Exercise aim
Please recast the items from the line holding "Mark every instance of the truck headlight" through the end of the items, inclusive, as a two-column CSV with columns item and answer. Give one row per item: its text in one quoted field and its answer in another, with line breaks turned into spaces.

··· Raw records

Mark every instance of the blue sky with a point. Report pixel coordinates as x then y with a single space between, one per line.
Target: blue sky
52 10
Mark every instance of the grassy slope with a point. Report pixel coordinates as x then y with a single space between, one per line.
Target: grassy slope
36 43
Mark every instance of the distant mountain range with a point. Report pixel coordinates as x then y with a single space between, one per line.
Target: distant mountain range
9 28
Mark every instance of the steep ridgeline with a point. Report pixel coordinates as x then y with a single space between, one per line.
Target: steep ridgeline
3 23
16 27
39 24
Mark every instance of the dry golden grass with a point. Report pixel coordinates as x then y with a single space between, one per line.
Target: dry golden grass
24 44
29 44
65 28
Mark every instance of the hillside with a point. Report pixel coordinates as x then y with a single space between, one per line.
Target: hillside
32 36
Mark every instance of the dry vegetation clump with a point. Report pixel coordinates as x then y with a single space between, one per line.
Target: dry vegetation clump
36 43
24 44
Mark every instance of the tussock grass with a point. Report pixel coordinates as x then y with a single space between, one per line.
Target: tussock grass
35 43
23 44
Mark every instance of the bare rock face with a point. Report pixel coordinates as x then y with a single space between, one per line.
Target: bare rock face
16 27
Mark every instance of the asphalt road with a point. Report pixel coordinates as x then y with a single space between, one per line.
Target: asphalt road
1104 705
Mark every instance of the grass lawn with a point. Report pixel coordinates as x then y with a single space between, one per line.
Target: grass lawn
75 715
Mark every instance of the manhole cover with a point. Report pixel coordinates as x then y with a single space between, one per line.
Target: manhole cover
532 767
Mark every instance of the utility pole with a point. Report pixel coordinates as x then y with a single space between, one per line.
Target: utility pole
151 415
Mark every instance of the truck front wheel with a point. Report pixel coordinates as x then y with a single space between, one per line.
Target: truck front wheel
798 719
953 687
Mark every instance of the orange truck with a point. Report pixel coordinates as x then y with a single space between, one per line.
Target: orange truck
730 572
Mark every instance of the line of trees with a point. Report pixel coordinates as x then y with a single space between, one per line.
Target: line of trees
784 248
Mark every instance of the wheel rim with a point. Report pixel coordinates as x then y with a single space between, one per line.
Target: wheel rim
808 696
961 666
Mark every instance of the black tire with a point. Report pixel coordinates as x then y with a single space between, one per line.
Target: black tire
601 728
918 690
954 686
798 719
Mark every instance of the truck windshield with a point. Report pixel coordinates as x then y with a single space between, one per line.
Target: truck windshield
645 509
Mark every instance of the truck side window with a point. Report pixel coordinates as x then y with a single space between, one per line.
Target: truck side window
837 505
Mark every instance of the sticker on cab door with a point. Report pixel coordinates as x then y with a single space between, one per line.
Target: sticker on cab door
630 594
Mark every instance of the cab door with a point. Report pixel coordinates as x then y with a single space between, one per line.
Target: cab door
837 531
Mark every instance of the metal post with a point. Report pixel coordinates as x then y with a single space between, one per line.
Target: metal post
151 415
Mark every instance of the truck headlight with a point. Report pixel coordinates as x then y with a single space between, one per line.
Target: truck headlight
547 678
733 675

······

Worked answer
item,answer
"Mark every instance of the truck headlight with a point. Report pixel coordinates as x then y with a single space between, one per line. Target: truck headlight","547 678 733 675"